Una scuola come oasi, e come soglia di presidio di fronte al rischio di una catastrofe educativa. Quella che travolgerà anche la scuola se questa resta incastonata nei palazzi della cultura individualista e securitaria, delle chiusure identitarie e della formazione dei funzionari della economia della spoliazione e dello scarto, della prestazione e del successo. Ci vuole visione lucida, saldezza dei criteri di riferimento, volontà politica precisa, specie attorno ai temi della diversità e della vulnerabilità: circa l’impegno della composizione e dell’incontro delle diversità, circa l’attenzione e l’interdipendenza tra capacità e vulnerabilità.
In un periodo come questo il luogo educativo è un “attendamento” in cui si pratica e si immagina un futuro buono e abitabile. Se non ci sono luoghi in cui si fa pratica dell’immaginazione di futuri, davvero è catastrofe educativa.
La catastrofe educativa è l’incapacità profonda di assumere la prospettiva “di generazione in generazione”, che è il vero spazio della libertà. Educare è sempre assunzione necessaria del limite, la delimitazione della presa/pretesa sul presente per lasciare aperte possibilità di futuro, per non consumare tutto il presente e non imparare a calcolare solo sulle prospettive a breve termine. Ormai abbiamo raggiunto il limite estremo di consumo del pianeta, delle possibilità di presentificazione di tutto. Bisogna riprendere la capacità generativa, di andare oltre, di “traboccare”. Questa è una parola che papa Francesco usa spesso: desborde, traboccamento, generosità.
In una scuola c’è sempre un traboccamento verso il futuro, si reimmaginano sempre cose nuove. Come quando nasce un bambino si torna alla prima settimana del mondo, anche quando si educa e si insegnano i linguaggi, le tecniche, i saperi della tradizione è come se li si riprovasse da capo nella loro capacità di dire il mondo, di trasfomarlo e di condividerlo. A volte nella scuola questo è perso e ci si concentra solo sul linguaggio, la tecnica, l’apprendimento e sulla capacità di farne prestazioni: questa apre alla catastrofe educativa.

→ DATI FORNITI:
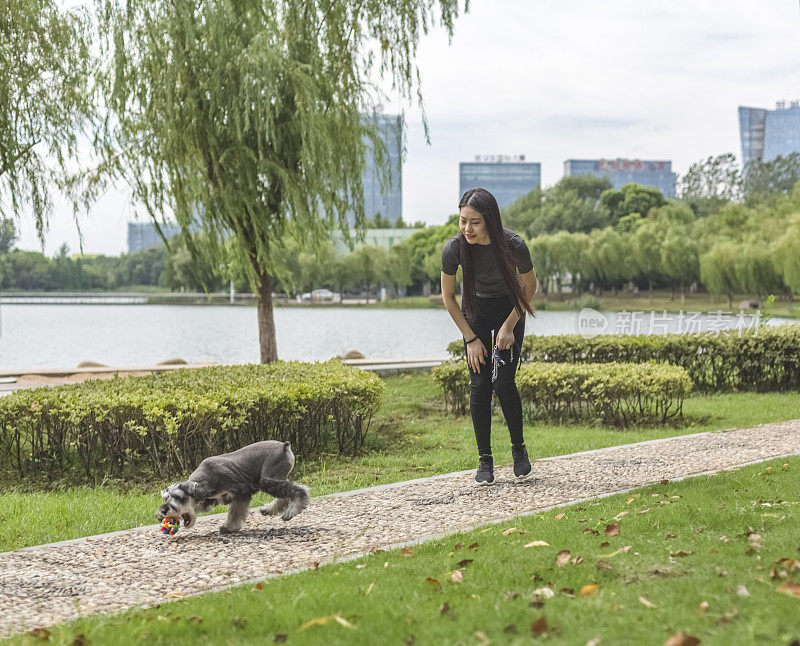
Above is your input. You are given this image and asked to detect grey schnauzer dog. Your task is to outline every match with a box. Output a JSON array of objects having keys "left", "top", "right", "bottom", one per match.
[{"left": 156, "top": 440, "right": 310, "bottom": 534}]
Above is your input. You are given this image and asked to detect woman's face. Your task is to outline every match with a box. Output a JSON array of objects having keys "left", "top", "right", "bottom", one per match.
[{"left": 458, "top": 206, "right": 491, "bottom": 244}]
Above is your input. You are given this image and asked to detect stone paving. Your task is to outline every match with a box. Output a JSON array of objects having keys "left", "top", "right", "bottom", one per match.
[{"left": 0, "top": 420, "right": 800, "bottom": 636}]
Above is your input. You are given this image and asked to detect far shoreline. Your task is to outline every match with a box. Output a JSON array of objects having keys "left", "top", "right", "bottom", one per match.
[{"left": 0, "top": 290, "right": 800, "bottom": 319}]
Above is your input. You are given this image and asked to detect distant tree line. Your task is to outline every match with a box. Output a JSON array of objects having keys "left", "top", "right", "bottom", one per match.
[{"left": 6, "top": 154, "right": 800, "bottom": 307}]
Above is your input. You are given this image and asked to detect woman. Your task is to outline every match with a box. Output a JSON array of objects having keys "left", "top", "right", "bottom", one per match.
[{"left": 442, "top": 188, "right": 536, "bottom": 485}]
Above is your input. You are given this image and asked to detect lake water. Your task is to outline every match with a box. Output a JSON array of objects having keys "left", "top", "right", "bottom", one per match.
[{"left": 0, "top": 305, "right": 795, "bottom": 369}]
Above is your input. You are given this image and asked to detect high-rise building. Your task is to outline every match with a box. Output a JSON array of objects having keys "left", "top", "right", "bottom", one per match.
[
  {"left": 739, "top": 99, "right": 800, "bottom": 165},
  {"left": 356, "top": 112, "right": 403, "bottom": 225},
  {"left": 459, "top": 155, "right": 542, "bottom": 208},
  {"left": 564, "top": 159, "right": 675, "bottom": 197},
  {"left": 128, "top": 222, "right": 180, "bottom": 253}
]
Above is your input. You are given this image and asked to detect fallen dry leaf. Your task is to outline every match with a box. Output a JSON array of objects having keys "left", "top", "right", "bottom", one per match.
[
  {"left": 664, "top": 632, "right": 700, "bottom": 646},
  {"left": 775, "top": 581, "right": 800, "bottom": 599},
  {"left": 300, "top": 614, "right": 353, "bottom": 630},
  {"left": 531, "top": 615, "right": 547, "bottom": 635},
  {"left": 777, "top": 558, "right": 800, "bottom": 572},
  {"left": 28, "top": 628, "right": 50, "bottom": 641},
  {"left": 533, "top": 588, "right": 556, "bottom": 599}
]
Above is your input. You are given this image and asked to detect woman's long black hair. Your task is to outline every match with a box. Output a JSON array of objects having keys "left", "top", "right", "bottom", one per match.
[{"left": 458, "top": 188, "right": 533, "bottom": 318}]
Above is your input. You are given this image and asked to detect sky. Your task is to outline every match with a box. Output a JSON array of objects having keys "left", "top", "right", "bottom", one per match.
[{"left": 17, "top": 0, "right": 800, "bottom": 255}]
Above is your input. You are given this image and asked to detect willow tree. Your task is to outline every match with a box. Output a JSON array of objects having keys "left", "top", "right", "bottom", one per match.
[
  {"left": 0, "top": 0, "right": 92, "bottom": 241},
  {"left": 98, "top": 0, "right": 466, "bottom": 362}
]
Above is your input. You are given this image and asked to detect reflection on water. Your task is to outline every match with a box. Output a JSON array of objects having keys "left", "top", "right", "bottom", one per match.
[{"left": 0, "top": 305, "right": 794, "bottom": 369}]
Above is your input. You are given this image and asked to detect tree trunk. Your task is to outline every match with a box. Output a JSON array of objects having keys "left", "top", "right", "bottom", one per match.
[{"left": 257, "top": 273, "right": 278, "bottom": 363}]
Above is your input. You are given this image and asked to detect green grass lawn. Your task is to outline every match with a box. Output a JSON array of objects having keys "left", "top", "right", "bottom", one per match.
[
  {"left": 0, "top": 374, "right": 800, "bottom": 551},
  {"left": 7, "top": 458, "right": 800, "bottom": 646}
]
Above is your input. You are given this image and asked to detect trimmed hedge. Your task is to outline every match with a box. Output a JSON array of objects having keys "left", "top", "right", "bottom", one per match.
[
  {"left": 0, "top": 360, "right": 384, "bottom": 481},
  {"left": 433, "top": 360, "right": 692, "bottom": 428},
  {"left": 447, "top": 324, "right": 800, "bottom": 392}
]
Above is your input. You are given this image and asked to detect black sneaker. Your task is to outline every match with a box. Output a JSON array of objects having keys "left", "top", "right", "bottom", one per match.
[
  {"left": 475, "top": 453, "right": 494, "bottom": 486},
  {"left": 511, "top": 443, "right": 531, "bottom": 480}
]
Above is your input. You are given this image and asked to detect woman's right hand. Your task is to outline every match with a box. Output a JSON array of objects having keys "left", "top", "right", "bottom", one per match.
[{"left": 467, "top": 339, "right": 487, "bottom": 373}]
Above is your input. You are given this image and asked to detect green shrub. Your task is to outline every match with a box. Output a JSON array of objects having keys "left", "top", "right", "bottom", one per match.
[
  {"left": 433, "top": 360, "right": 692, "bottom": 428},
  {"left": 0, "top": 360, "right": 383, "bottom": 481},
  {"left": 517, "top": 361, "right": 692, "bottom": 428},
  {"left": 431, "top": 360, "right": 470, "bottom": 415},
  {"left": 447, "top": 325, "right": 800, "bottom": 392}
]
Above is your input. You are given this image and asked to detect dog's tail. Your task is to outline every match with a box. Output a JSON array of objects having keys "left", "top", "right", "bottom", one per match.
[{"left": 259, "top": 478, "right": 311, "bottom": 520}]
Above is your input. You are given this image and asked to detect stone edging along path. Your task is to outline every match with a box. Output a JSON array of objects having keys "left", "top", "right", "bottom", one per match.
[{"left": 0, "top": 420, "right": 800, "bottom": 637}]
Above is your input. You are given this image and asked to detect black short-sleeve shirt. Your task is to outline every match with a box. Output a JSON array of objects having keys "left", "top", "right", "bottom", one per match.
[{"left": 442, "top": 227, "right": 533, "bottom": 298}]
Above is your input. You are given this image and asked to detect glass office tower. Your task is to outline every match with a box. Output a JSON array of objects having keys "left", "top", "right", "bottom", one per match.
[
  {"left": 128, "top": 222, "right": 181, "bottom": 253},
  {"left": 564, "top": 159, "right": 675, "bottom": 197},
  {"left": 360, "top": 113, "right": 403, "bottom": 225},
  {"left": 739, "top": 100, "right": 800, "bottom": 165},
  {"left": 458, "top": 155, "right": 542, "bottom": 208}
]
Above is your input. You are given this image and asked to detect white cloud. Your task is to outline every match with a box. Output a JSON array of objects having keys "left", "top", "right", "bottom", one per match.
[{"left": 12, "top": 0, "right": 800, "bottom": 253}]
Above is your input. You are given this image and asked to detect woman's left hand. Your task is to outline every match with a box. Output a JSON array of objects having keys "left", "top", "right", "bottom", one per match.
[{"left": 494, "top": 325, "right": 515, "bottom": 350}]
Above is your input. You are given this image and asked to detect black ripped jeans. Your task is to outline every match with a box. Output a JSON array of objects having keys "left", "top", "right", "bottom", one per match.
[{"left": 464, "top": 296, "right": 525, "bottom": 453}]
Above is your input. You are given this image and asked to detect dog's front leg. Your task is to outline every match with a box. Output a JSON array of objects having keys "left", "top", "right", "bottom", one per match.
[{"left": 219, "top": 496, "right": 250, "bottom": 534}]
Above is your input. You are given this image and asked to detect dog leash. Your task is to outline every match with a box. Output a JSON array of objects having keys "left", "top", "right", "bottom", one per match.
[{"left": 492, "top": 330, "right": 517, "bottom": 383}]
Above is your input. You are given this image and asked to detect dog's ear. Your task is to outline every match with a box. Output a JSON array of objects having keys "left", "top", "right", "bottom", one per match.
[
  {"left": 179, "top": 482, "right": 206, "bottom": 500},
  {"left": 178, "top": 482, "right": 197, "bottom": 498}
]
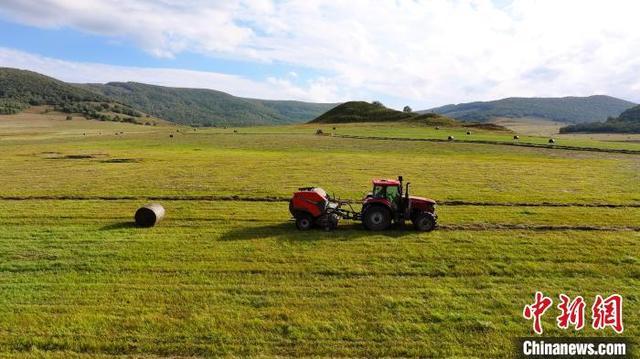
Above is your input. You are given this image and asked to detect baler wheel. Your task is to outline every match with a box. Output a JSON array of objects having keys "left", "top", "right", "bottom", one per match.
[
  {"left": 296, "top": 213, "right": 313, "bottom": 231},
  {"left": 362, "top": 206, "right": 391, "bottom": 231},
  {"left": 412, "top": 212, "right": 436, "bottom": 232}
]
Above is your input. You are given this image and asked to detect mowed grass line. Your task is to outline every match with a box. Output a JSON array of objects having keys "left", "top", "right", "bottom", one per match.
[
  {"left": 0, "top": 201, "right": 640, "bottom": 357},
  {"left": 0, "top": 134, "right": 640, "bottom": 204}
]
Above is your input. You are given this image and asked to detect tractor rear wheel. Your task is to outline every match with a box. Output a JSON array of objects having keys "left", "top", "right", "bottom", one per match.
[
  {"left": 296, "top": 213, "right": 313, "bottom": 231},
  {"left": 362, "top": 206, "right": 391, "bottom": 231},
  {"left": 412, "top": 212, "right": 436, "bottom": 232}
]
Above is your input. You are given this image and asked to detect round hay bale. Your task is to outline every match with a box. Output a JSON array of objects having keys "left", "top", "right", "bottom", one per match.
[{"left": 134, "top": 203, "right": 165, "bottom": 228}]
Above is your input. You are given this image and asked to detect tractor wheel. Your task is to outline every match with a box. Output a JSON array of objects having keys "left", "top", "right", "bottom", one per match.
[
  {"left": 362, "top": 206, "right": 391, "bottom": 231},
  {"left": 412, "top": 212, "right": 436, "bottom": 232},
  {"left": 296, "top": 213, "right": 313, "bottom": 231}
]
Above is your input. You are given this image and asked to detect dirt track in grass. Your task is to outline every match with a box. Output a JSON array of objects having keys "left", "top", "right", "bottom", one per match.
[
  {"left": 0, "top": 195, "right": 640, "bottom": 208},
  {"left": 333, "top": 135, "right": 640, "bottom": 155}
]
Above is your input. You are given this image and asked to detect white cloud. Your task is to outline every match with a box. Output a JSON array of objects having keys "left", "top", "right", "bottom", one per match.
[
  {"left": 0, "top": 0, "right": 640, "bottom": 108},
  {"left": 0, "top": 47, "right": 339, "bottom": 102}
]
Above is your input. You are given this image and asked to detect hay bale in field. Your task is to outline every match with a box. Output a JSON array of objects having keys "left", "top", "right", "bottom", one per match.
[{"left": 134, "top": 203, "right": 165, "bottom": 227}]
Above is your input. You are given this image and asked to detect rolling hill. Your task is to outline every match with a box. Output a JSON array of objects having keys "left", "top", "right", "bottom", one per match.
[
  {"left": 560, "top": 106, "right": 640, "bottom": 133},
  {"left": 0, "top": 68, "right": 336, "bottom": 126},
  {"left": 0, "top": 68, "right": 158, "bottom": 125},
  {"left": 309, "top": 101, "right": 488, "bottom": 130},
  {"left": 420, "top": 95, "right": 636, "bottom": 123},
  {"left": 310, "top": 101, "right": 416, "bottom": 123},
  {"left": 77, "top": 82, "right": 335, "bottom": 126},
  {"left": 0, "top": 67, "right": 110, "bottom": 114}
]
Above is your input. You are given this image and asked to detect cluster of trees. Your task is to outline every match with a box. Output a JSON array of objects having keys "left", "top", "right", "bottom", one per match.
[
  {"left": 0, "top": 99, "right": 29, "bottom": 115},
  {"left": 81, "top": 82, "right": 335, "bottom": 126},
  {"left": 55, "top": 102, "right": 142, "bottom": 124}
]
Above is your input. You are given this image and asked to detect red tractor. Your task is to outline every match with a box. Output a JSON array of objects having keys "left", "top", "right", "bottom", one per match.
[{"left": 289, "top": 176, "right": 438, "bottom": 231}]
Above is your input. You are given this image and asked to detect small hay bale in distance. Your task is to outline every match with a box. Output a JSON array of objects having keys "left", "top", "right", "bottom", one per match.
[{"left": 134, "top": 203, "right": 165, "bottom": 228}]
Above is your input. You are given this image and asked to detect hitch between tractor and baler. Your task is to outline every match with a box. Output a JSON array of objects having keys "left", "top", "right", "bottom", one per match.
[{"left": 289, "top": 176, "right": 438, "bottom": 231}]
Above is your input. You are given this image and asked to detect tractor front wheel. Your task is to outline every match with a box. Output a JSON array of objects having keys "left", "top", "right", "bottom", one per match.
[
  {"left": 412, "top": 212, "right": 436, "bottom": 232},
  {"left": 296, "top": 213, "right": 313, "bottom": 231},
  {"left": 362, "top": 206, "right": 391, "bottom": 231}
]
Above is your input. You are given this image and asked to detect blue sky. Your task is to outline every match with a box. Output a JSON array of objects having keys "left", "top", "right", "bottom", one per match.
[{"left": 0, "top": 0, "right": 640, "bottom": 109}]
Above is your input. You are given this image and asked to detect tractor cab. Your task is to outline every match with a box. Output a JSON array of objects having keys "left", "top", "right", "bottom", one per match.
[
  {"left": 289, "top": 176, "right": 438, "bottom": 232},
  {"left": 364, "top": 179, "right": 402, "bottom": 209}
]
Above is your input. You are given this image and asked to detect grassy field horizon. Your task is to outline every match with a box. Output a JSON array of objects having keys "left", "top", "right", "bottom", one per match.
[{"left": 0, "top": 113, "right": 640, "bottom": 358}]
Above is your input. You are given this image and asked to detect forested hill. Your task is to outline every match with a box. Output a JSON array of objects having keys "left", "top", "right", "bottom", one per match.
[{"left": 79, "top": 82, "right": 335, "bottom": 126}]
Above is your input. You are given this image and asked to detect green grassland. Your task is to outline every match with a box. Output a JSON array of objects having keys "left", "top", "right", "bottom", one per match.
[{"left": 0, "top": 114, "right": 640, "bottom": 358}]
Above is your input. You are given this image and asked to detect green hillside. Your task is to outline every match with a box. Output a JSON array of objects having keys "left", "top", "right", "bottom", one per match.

→ ATTIVITÀ DA SVOLGERE:
[A] Nel brano sulla scuola e la catastrofe educativa, individua tutto ciò che, secondo il testo, «ci vuole» e riportalo in un elenco.
[B] Procedi con la stesura del brano sulla scuola e la catastrofe educativa, riprendendo dall'ultima frase riportata.

→ SOLUZIONI DEGLI ESERCIZI:
[A]
- visione lucida
- saldezza dei criteri di riferimento
- volontà politica precisa

[B]
La scuola come dovrebbe assumere questa sfida? Da tanti anni la scuola si vive in rincorsa rispetto alla velocità del modificarsi delle tecnologie e del mondo lavoro. La scuola, invece, deve essere anticipo, luogo collocato sull’orizzonte: come una bandiera continuamente spostata sull’orizzonte in cui tutte le memorie e le consegne del passato vengono praticate immaginandone una funzione futura, buona, fraterna. Bisogna
ripensare la scuola non in rincorsa ma in avanti, come annuncio. Quando tu insegni una disciplina a scuola ne insegni le grandi possibilità di trasformazione del mondo, non insegni la disciplina come esercizio di misurazione o di potere. Pensiamo, poi, a quanti bambini e adolescenti nel mondo crescono in situazioni di guerra, di incertezza, di uso autoritario della forza, senza adulti che di loro abbiano cura. Il mondo è pieno di
minori non accompagnati e di adulti sopraffatti da problemi di sopravvivenza che non possono accompagnarli. Ci sono anche adulti che li sfruttano e li usano, non se ne curano per giochi del potere e di economia che sfigurano l’umano e la vita del pianeta.
Educare in oasi come la scuola, in cui respira il mondo ed il futuro, non la particolarità che prepara al conflitto distruttivo, e vedere l’altro come nemico e minaccia, decostruendo il nemico, facendo abitare l’altro presso di sé e abitando l’orizzonte dell’altro: è ricerca e fatica, ma è anche compito adulto, di presidio, scoperta e impegno di pace e bellezza.